Problem requirements
Could you repeat every line of the items below, requests included, but add 21 to each x and y coordinate in the answers and omit the pictures?

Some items
---

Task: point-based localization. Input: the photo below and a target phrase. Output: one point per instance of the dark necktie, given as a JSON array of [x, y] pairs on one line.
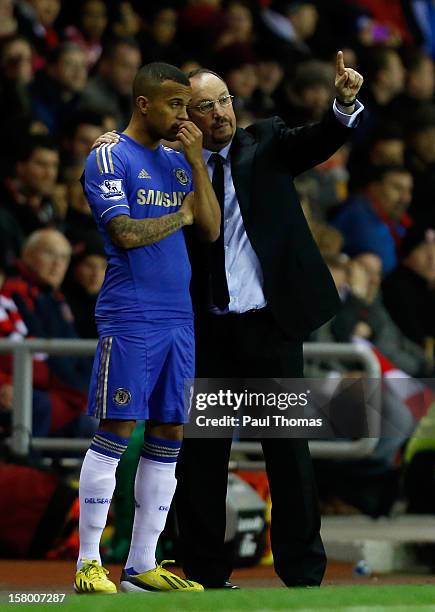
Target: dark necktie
[[219, 288]]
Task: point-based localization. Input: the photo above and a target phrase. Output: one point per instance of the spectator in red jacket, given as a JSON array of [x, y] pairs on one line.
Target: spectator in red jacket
[[34, 290]]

---

Written solution
Task: point-based localization. Input: the photo below and a target phrase. Output: one point per instance of the dark necktie, given as a JSON array of [x, y] pairs on one line.
Target: dark necktie
[[240, 309]]
Task: point-based localization. Input: the photo above and a target phrase. Output: one point per instance of the spectator in red jacket, given as a JSON array of [x, y] pairs on one line.
Target: spectator in red jacket
[[55, 311]]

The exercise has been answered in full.